Report every line below that contains the string "wall", copying each such line in full, and treat uppercase and lowercase letters as different.

» **Provided entries**:
Begin

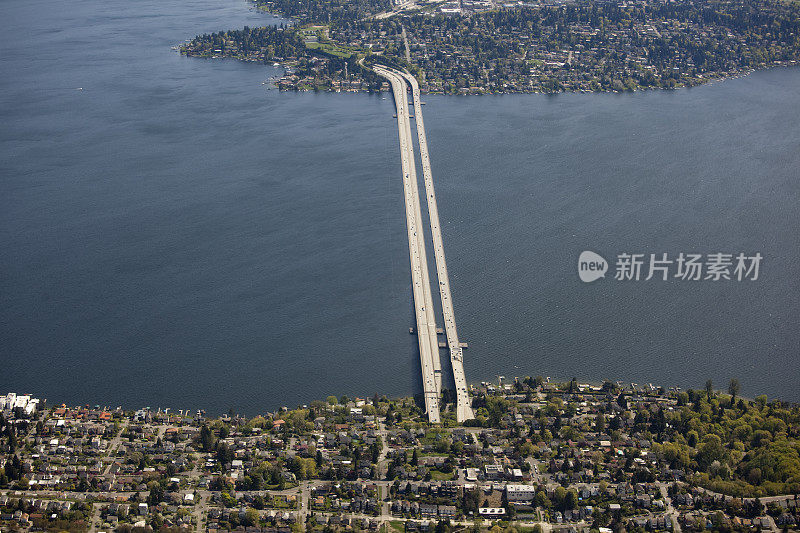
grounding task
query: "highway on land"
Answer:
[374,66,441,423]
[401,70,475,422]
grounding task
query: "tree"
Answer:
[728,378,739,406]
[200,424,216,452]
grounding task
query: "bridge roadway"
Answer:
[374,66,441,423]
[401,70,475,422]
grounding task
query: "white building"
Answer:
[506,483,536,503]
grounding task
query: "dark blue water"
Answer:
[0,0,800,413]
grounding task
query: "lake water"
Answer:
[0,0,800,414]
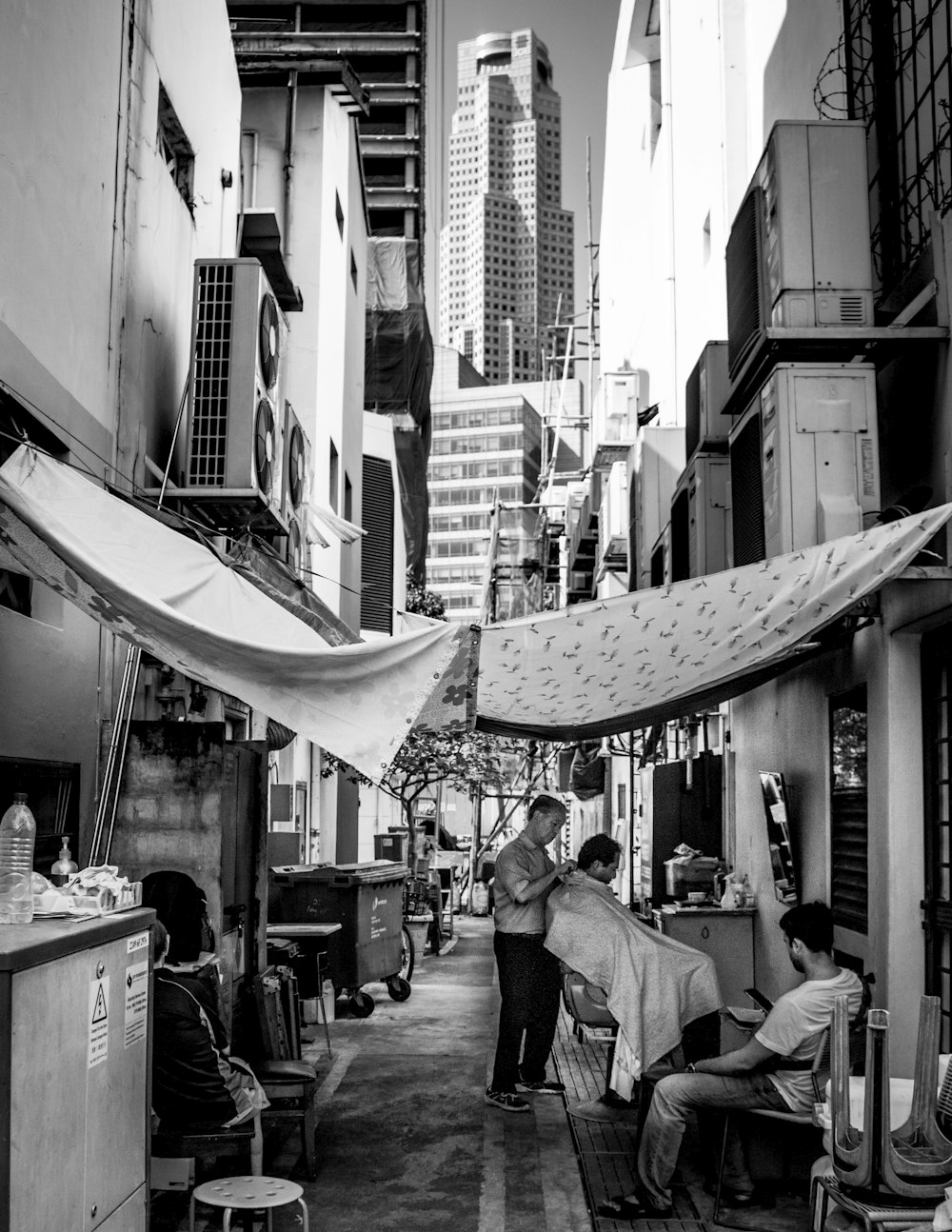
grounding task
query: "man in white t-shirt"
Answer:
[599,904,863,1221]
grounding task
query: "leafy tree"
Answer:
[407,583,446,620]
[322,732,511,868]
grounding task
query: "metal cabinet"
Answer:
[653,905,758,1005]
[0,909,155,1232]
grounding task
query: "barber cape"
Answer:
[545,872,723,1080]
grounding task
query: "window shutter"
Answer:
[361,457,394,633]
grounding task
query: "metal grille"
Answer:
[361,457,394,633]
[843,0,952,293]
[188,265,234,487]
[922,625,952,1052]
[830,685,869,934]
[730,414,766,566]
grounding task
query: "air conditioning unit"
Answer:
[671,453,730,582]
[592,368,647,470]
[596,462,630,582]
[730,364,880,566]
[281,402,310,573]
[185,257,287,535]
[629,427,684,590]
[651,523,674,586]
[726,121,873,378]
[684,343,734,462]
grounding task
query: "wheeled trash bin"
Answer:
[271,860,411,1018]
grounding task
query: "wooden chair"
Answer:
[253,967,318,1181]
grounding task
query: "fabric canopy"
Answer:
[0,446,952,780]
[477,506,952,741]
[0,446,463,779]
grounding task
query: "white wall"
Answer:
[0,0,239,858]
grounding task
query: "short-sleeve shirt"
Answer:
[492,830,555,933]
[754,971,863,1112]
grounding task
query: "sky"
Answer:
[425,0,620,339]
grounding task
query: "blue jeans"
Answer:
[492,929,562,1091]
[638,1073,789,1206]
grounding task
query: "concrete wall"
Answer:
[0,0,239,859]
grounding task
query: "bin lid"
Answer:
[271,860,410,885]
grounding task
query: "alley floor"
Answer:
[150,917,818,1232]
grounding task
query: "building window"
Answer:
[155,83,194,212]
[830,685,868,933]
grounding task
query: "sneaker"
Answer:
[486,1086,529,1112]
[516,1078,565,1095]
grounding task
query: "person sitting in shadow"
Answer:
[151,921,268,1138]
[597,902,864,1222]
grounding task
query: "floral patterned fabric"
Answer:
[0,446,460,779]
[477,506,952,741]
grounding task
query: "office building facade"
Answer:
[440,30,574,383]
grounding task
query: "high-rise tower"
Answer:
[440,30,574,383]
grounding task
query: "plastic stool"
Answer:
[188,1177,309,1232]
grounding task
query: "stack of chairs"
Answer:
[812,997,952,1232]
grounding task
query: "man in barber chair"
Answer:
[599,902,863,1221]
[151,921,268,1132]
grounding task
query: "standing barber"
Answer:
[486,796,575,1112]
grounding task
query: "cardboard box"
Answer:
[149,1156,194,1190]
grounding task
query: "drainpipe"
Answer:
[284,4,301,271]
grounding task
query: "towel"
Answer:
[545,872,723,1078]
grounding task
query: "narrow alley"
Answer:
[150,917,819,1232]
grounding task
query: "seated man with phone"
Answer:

End
Begin

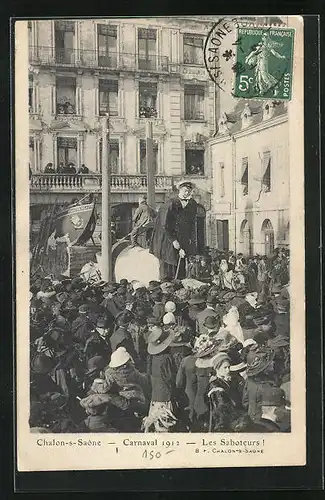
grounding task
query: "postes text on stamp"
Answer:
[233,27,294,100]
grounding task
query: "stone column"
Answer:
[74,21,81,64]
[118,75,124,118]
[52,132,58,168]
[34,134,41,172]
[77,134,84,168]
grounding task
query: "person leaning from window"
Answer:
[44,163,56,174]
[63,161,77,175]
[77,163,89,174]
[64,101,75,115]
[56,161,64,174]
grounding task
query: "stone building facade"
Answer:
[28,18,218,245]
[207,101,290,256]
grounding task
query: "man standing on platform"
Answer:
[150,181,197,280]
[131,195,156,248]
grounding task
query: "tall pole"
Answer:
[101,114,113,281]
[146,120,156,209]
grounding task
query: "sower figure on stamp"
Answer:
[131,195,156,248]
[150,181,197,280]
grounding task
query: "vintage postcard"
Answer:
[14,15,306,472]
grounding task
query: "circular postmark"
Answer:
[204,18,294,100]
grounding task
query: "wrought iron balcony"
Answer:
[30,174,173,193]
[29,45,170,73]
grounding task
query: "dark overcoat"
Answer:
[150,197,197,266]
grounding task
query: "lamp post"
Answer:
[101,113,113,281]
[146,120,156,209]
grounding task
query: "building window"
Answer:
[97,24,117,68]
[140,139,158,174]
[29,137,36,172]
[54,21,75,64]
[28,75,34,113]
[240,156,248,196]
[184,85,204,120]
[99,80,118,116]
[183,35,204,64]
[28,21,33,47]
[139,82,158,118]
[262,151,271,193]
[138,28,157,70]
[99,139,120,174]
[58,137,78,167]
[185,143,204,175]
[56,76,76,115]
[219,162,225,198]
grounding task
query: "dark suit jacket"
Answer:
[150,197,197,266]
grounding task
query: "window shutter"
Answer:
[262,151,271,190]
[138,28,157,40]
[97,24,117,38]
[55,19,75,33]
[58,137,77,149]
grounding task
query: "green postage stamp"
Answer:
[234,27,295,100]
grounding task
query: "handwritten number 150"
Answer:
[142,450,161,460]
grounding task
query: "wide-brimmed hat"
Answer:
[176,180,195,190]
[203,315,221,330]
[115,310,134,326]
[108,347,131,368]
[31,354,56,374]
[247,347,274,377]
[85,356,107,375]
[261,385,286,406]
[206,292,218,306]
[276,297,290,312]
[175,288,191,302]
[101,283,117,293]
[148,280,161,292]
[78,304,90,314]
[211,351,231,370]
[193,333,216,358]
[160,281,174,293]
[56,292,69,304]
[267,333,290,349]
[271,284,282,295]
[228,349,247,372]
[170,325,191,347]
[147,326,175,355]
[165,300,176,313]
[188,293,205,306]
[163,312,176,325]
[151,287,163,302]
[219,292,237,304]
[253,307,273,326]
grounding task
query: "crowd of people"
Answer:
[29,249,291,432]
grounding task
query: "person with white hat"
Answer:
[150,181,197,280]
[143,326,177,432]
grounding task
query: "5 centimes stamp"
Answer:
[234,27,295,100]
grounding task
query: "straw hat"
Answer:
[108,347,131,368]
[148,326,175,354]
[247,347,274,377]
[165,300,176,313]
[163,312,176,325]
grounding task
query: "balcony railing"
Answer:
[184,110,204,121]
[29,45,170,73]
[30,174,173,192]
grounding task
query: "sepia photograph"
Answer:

End

» **Right answer**:
query: "white wall"
query: "concrete wall"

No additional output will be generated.